= Short task 1 =
Reproduce the passage of the BHPS fertility-history post starting with "If I understand" and going on through "with their parents)".
= Short task 2 =
Carry on the BHPS fertility-history post from its final sentence.

= Provided text =

Fertility History and birth events
I have a couple of questions regarding how to buid fertility hisotires and birth events for individuals in the BHPS. Actually, as I am aiming to match this information with answers to the variables regarding gender attitudes (i.e. variables Wopfam*) which are answered only by individuals whose individual interview outcome is equal to "full interview" (i.e. Wivfio=1), I ultimately would like to build a panel dta for id with Wivfio=1 which records the number of children they parent and which updates everythime there is a birth events (I'd like to distinguish between sons and daughters).
What is the best way to do this?
If I understand correctly I have at least two different procedures I could follow:
- if I am intereseted in children coabithing with the respondend then I should consider that n_children=Wnchild and to measure birth events I could use variations in the variable Wnchild in the Windresp.dta together with info the age of the natural children taken from Windall.dta (in this way I can check that an increase in the var Wnchild is actually due to the fact that a child who is 0 years old is entering the sample rather than due to the fact that an older child is going back to live with their parents)
- If instead, which woudl be my prefered optin, I want to measure n_children as "the stock" of all children I should rely on the bchildnt.dta and focus only on respondents present at this point in time for which I can recunstruct their all fertility history. Then I should merge this information based on pid with both Windresp.dta and Windall.dta and follow the procedure below. In other words, this second startegy would allow me to be certain about the "stock of children" of an individual and update it depending on birth events as described in the point above.

= Raw data =

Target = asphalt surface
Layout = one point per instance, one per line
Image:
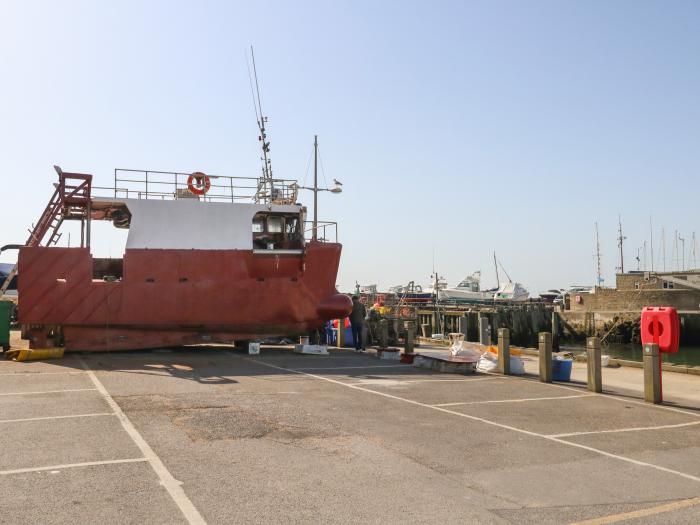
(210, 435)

==

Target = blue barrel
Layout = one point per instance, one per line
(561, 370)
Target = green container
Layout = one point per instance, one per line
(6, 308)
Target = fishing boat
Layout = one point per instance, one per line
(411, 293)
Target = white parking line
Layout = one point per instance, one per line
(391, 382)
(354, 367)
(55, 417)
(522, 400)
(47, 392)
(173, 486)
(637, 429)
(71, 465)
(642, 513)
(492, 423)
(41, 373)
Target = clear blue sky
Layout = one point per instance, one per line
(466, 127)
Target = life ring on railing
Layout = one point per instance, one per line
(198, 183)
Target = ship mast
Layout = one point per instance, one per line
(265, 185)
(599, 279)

= Written response 1 =
If I understand correctly I have at least two different procedures I could follow:
- if I am intereseted in children coabithing with the respondend then I should consider that n_children=Wnchild and to measure birth events I could use variations in the variable Wnchild in the Windresp.dta together with info the age of the natural children taken from Windall.dta (in this way I can check that an increase in the var Wnchild is actually due to the fact that a child who is 0 years old is entering the sample rather than due to the fact that an older child is going back to live with their parents)

= Written response 2 =
Could I please ask you wehther this is the right way to procede? Should I use different variables to record birth rather than Wnchild from Windresp.dta and age of child from Windall.dta? I have seen in previous open issues that users were mentioning other variables so I am unsure about the best way to do this.
Many thanks for your help!
#1 Updated by Maddalena Ronchi 11 months ago
- File example.PNG added
I'd like to raise an extra point: there some instances in which the number of children computed in bchildnt.dta do not correspond to the number of children observed in bindall.dta - even when children are younger than 16 years old.
For example in the case of bhid=<removed> (see attachemnt): according to bchildnt.dta the adult individuals in the household have 3 children - 2 boys and one girl - all under the age of 16.
However, once I look for that same household in bindall.dta I observe only two natural children - one girl and one boy - and the other buy is missing.
Which information should I trust?
#2 Updated by Maddalena Ronchi 11 months ago
- File example_bindall.PNG added
Also, there are opposite cases with respect to the one highlighted above, i.e. cases in which a supposedly natural child (according to bindall.dta) doesnt appear in bchildnt.dta (see screenshot of bhid=<removed> in bindall.dta which is missing in bchildnt.dta)
#3 Updated by Stephanie Auty 11 months ago
- % Done changed from 0 to 10
- Assignee set to Stephanie Auty
- Category set to Data inconsistency
Many thanks for your enquiry. The Understanding Society team is looking into it and we will get back to you as soon as we can.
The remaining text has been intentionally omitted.